■ ACTIVITY:
Exactly the lines from the one with "Reviewer note: verify that every instance of the sky" to the end of the data below should be set down, and no others.

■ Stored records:
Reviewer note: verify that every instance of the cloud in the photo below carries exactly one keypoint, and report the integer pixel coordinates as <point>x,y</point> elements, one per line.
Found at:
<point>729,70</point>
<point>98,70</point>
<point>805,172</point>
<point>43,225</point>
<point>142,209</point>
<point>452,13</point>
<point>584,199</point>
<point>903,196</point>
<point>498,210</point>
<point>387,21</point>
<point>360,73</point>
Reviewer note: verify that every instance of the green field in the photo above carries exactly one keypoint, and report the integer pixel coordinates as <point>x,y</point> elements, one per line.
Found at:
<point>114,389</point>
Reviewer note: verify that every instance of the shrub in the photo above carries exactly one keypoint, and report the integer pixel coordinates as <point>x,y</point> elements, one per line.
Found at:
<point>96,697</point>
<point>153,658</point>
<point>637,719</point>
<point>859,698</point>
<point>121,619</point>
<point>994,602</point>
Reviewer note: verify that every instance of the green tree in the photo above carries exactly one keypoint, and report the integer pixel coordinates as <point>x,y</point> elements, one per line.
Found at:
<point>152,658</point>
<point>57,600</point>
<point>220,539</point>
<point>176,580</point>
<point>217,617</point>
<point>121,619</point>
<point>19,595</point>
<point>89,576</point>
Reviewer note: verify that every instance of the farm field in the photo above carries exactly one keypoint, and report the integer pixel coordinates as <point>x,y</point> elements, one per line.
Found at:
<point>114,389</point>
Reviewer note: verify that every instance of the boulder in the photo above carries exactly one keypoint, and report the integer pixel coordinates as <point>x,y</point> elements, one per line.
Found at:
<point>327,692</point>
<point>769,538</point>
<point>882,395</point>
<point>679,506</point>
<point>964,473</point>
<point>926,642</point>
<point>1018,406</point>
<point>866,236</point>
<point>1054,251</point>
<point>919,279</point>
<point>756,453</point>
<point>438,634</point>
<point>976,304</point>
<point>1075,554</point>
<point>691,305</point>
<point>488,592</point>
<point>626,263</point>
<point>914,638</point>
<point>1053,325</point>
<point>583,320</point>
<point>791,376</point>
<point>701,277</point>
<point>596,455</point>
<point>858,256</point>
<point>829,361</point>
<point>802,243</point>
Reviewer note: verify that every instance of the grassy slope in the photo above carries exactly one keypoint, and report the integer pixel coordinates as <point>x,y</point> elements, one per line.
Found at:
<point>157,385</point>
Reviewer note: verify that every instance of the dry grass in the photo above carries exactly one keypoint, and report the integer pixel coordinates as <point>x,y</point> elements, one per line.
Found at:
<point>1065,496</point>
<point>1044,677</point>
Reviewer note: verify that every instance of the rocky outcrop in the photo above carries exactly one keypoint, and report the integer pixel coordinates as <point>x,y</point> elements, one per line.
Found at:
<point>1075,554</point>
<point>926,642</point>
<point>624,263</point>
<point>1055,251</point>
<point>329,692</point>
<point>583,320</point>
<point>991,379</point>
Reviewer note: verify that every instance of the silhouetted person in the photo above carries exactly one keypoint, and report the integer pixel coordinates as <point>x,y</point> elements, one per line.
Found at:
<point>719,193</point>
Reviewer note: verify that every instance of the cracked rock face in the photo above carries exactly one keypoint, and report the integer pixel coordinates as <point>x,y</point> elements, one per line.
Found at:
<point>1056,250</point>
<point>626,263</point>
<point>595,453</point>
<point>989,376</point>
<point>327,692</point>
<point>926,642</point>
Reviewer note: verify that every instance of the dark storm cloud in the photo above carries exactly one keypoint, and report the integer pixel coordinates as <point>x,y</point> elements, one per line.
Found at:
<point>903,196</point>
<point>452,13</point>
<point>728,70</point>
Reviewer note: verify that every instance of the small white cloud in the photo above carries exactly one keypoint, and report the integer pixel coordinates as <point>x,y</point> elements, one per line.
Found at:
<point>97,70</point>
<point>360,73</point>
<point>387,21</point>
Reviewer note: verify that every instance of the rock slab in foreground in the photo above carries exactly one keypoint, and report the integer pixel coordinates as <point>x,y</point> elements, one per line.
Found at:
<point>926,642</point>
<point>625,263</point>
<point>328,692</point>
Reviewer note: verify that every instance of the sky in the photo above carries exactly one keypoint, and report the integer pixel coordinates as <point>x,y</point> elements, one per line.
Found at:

■ FINAL ANSWER:
Reviewer note: verify that every instance of the sky in the photo above carries exactly one keypoint, and report the integer pixel coordinates as <point>x,y</point> elements, one per line.
Found at:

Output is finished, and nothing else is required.